### STATED PROBLEM:
Can you pull out every line in the records below that contains the word "dark" and copy each one?

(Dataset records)
• • • • • • •

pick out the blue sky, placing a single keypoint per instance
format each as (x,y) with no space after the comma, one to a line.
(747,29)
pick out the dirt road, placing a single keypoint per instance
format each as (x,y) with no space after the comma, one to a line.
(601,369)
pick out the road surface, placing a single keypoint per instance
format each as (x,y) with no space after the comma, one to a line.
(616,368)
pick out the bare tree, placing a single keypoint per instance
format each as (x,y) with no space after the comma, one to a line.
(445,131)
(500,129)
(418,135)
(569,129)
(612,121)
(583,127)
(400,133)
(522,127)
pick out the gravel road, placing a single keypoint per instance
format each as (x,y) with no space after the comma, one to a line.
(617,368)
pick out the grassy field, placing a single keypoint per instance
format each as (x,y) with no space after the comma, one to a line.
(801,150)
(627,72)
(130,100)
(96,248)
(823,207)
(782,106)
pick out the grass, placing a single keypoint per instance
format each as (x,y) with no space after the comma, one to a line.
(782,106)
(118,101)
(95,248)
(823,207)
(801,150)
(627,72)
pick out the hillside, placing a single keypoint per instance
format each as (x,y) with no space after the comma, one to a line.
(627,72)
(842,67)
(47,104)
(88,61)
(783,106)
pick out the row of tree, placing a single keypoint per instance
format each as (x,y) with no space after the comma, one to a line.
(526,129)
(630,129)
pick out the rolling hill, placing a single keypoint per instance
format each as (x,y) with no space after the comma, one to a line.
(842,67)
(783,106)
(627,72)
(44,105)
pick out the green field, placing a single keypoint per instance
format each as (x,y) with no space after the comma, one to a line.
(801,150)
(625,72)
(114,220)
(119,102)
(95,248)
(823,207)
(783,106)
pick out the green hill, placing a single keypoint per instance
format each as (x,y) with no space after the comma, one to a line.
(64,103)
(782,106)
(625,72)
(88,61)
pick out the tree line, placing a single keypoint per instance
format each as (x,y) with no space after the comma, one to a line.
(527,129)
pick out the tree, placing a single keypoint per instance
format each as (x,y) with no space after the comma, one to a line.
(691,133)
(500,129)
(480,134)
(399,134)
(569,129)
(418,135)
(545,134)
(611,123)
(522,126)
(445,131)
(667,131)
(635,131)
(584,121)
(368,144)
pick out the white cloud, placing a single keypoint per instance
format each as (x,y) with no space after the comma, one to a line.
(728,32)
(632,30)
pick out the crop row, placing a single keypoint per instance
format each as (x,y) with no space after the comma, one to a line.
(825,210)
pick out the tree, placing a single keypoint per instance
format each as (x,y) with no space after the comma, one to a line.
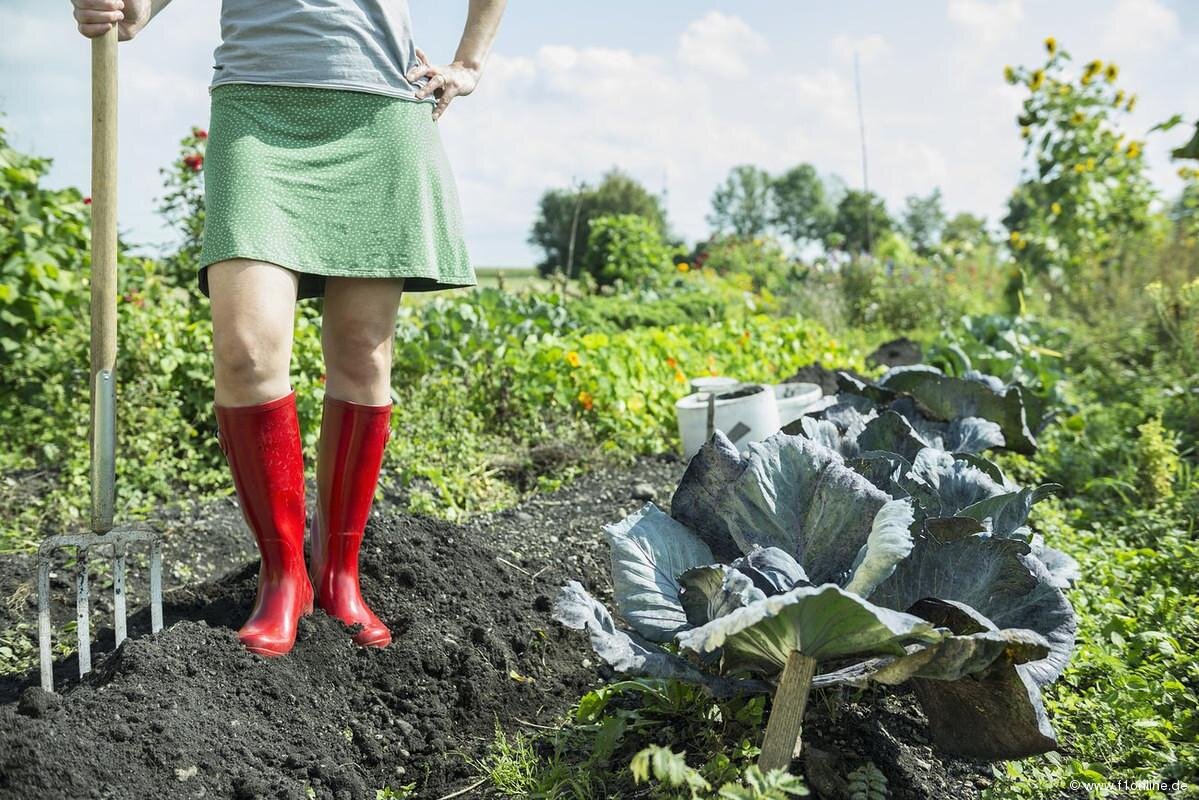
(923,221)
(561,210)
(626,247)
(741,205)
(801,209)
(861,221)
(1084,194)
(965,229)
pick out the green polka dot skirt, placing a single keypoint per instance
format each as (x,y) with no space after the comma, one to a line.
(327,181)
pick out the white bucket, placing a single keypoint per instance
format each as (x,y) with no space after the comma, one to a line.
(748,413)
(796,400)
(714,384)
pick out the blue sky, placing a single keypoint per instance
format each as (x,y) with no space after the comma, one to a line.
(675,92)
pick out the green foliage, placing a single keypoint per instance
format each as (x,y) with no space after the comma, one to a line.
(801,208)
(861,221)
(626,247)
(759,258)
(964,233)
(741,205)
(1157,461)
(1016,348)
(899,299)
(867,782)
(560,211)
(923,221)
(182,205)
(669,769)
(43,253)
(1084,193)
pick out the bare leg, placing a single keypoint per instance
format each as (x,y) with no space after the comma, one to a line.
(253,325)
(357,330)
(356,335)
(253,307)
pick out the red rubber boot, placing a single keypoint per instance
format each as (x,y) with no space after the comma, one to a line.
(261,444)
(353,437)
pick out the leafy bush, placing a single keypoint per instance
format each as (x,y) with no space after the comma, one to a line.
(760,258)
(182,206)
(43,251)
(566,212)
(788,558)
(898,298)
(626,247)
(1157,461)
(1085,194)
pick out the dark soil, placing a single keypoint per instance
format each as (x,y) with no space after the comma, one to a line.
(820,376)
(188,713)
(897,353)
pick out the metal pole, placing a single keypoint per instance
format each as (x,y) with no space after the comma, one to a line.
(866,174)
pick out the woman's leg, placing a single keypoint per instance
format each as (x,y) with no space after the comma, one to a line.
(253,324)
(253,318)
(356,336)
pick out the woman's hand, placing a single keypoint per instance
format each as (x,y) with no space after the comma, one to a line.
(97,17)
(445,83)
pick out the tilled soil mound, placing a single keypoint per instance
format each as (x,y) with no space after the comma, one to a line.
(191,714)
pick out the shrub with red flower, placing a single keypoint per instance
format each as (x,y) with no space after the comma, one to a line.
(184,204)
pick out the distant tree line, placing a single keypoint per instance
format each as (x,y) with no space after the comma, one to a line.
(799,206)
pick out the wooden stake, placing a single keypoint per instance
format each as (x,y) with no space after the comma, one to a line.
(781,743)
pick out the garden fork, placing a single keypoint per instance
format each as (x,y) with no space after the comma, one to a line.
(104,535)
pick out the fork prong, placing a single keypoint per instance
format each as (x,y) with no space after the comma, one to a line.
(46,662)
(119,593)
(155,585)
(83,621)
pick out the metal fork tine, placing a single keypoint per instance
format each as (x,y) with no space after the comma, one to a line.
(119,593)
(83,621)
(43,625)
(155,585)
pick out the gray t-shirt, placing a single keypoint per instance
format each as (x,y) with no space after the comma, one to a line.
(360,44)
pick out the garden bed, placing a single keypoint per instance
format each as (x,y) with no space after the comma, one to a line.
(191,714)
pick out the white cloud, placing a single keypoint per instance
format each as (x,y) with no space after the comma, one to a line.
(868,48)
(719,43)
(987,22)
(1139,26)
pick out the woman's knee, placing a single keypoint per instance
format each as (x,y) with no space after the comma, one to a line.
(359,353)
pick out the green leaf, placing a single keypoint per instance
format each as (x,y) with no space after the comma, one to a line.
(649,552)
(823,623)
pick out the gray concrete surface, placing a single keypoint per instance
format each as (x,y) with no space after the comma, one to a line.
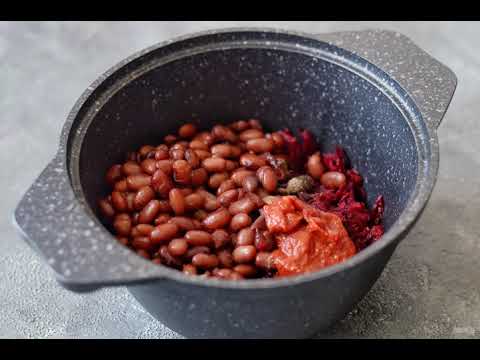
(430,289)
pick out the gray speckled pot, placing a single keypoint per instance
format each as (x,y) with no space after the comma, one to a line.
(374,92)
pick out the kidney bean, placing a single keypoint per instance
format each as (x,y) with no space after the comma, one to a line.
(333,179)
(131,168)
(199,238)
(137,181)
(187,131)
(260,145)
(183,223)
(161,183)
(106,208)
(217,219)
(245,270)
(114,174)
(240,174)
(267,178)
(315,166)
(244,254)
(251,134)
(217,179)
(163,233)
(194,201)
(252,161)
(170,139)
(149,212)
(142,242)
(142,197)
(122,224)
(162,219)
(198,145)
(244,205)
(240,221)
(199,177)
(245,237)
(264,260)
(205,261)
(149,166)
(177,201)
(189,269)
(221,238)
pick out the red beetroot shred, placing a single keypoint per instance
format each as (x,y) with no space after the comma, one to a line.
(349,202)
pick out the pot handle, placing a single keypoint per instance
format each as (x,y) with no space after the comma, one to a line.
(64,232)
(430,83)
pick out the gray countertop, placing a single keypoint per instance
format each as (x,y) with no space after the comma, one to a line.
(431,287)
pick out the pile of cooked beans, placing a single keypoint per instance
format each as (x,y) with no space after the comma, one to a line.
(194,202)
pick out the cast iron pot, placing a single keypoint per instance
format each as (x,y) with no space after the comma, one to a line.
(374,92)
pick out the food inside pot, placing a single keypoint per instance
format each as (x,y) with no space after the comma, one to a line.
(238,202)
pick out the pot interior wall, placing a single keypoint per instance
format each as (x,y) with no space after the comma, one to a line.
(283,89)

• • • • • • •

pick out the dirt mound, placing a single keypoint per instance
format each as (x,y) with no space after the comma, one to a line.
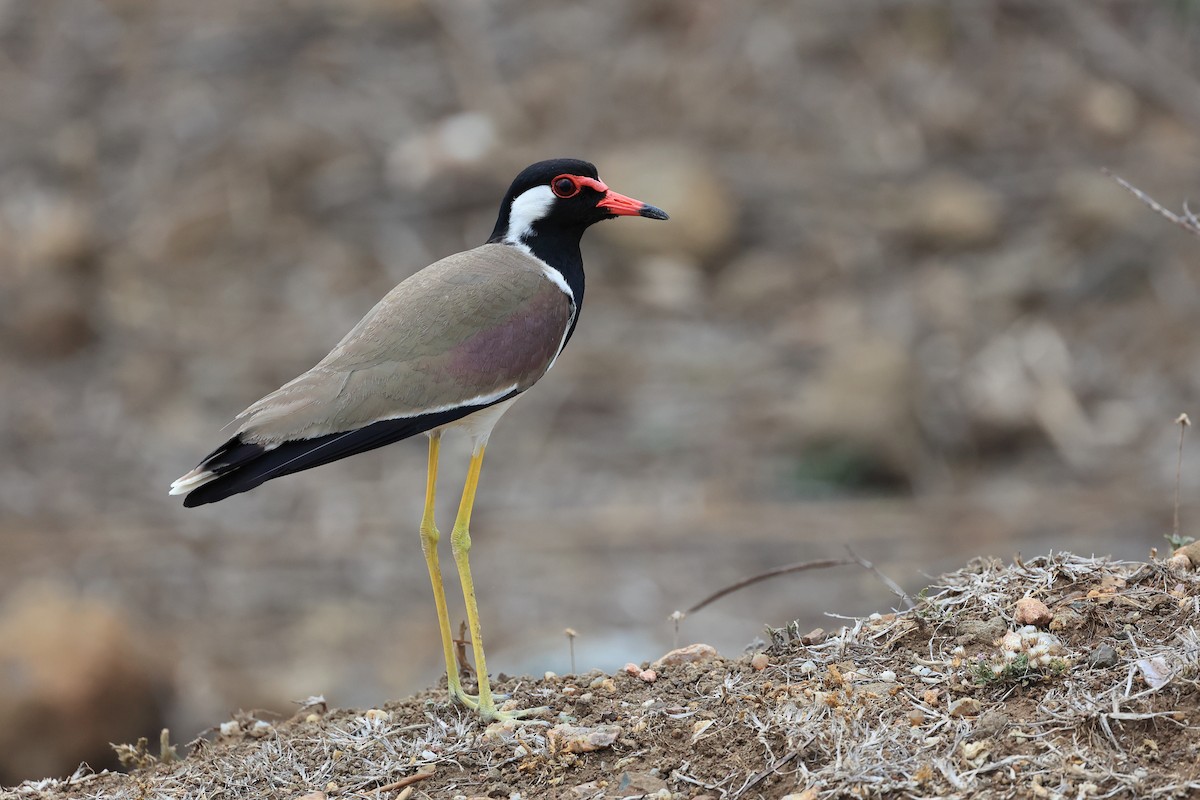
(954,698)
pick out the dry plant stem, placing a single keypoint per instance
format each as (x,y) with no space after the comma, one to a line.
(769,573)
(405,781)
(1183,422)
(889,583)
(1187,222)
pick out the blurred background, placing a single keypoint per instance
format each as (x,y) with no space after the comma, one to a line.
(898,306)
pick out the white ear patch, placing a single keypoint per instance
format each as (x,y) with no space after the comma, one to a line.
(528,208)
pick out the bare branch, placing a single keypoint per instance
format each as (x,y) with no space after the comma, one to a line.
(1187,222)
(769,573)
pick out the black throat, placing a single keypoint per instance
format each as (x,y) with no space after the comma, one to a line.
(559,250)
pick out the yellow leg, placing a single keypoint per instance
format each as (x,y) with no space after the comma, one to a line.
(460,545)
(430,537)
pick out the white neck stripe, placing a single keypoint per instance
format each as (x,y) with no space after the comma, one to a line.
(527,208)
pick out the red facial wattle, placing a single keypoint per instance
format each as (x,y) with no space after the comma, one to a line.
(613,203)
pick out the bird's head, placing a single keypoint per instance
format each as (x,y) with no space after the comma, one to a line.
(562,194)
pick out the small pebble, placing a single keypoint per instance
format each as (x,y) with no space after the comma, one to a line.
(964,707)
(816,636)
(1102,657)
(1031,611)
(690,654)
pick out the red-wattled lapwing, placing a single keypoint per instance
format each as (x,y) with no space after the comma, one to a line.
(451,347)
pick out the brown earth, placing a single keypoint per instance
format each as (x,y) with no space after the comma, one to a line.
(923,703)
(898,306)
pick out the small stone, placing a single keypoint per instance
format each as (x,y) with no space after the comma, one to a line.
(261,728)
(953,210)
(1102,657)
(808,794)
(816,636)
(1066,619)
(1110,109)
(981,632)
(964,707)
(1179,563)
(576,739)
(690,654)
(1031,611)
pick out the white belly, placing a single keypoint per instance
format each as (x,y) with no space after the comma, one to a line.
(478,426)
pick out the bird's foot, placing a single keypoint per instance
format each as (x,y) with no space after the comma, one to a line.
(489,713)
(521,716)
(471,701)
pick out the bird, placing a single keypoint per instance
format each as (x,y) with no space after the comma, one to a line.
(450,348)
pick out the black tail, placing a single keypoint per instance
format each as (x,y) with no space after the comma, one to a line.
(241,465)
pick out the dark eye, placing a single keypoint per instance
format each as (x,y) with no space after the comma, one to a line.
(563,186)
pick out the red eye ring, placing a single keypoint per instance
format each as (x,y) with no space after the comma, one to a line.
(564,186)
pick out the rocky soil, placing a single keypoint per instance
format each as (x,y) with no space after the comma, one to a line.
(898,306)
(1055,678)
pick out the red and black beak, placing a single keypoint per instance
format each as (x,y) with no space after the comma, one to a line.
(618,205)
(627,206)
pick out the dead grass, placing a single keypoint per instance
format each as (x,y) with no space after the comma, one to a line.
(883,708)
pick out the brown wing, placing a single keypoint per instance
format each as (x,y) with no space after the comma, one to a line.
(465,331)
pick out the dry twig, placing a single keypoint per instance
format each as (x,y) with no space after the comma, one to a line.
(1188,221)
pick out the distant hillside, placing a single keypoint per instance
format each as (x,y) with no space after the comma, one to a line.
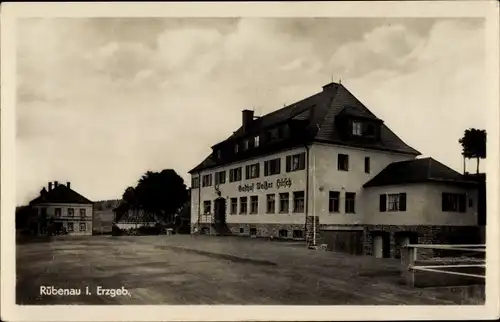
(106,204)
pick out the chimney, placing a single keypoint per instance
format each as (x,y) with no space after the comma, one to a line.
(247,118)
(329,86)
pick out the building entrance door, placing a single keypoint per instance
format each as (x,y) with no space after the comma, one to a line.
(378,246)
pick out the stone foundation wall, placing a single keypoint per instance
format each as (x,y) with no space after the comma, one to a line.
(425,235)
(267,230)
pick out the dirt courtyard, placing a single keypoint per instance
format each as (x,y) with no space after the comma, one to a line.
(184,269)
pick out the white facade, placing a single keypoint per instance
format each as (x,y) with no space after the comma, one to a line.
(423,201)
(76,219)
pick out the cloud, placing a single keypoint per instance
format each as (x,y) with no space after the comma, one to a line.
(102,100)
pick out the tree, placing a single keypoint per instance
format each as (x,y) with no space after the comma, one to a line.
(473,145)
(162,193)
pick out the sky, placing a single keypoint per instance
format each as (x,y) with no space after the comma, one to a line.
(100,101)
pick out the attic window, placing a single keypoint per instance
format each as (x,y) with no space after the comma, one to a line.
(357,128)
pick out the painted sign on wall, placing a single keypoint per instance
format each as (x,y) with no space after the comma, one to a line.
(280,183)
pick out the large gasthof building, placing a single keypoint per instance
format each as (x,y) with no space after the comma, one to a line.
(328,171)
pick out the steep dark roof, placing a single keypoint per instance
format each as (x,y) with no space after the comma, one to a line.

• • • • • • •

### WRITTEN SOLUTION:
pick out the dark soil, placing a single keypoint per instance
pick out the dark eye, placing a single keypoint per instance
pick out the steep dark roof, placing a single keypoint per instance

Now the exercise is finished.